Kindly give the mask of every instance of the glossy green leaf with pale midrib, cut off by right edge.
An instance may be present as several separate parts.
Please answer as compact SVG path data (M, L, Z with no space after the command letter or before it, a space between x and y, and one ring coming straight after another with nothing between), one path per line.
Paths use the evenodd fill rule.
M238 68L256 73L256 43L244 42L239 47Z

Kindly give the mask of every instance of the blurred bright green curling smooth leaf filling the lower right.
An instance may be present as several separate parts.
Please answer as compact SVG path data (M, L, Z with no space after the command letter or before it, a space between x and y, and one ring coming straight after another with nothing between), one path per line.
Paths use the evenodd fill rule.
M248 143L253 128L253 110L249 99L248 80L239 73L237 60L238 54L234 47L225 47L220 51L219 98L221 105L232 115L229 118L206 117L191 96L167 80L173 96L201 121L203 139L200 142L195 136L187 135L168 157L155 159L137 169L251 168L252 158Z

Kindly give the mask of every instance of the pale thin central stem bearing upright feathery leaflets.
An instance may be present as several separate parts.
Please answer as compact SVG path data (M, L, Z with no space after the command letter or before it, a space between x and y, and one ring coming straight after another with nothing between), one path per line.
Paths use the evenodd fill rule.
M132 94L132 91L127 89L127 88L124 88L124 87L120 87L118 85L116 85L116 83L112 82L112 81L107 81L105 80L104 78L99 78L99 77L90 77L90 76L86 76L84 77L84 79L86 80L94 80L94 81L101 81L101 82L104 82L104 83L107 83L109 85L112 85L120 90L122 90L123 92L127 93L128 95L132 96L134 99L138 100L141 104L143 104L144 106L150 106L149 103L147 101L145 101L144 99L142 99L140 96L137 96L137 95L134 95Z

........

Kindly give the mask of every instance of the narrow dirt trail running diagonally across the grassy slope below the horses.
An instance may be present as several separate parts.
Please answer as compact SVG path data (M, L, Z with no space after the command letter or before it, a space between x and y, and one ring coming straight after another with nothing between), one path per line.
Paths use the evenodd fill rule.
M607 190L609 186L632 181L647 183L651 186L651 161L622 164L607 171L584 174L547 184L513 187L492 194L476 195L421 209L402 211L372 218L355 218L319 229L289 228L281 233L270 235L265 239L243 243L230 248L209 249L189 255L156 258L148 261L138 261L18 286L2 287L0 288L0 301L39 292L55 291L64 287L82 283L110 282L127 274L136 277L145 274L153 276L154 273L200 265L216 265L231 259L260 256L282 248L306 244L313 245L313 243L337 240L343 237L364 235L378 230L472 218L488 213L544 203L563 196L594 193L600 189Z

........

From the listing above, return every line that contains the word "mask".

Kindly give the mask of every instance of the glossy green leaf with pale midrib, cut off by right edge.
Kindly give the mask of every instance of the blurred bright green curling smooth leaf filling the lower right.
Kindly give the mask of every instance of the pale thin central stem bearing upright feathery leaflets.
Kindly give the mask of every instance of the narrow dirt trail running diagonally across the grassy slope below the horses.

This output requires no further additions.